* [Textauszug]
══════════════════════════════
Putins ultimative Ziele
Sarah Pagung (32), Russland-Expertin der „Deutschen Gesellschaft für Auswärtige Politik“, spricht im Thema-Vorarlberg-Interview über die Hintergründe der russischen Invasion in der Ukraine. „Eindrücklich“ warnt die deutsche Politikwissenschaftlerin davor, die Frage nur auf die NATO zu reduzieren: „Zu viel ist mit der Ukraine-Frage verbunden.“ Dieses Interview wurde am 28. Februar geführt.
Frau Pagung, Putin versetzte zuletzt die russischen Atomstreitkräfte in Alarmbereitschaft, längst vergessen geglaubte Ängste kehren zurück …
Die russische Drohung ist in erster Linie eine Botschaft an den Westen, sich nicht zu sehr einzumischen. Allerdings waren diese Politik und diese Mechanismen der nuklearen Abschreckung auch in den vergangenen 30 Jahren aktiv. Sie hatten nur öffentlich überhaupt keine Beachtung gefunden und waren den meisten Menschen daher auch nicht bewusst. Erst dieser Krieg hat das, was immer da war, wieder ins Rampenlicht gerückt.
══════════════════════════════
* [Aufgelistete Daten]
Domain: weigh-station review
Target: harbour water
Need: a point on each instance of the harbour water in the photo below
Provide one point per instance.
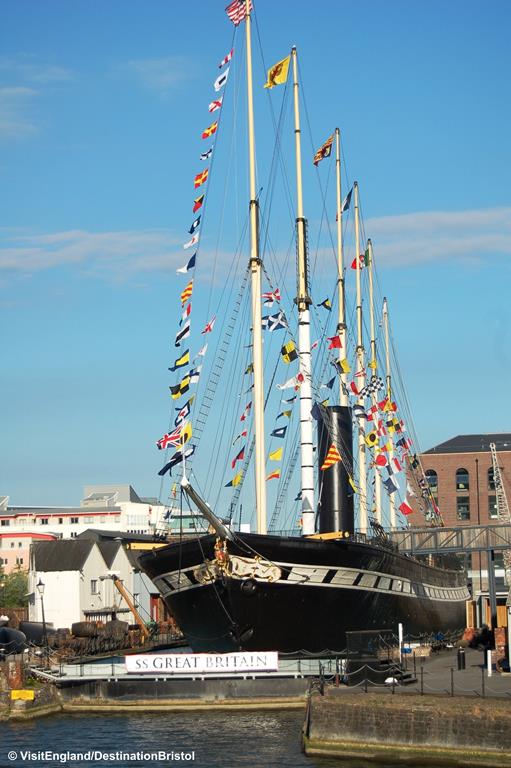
══════════════════════════════
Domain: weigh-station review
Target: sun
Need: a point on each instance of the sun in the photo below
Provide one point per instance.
══════════════════════════════
* [Ziel der Übung] Gib aus dem Interview über die russische Invasion in der Ukraine den Abschnitt zwischen „Putins ultimative Ziele“ und „28. Februar geführt.“ wörtlich wieder, beide Stellen eingeschlossen.

* [Schriftliche Antwort]
Putins ultimative Ziele
Sarah Pagung (32), Russland-Expertin der „Deutschen Gesellschaft für Auswärtige Politik“, spricht im Thema-Vorarlberg-Interview über die Hintergründe der russischen Invasion in der Ukraine. „Eindrücklich“ warnt die deutsche Politikwissenschaftlerin davor, die Frage nur auf die NATO zu reduzieren: „Zu viel ist mit der Ukraine-Frage verbunden.“ Dieses Interview wurde am 28. Februar geführt.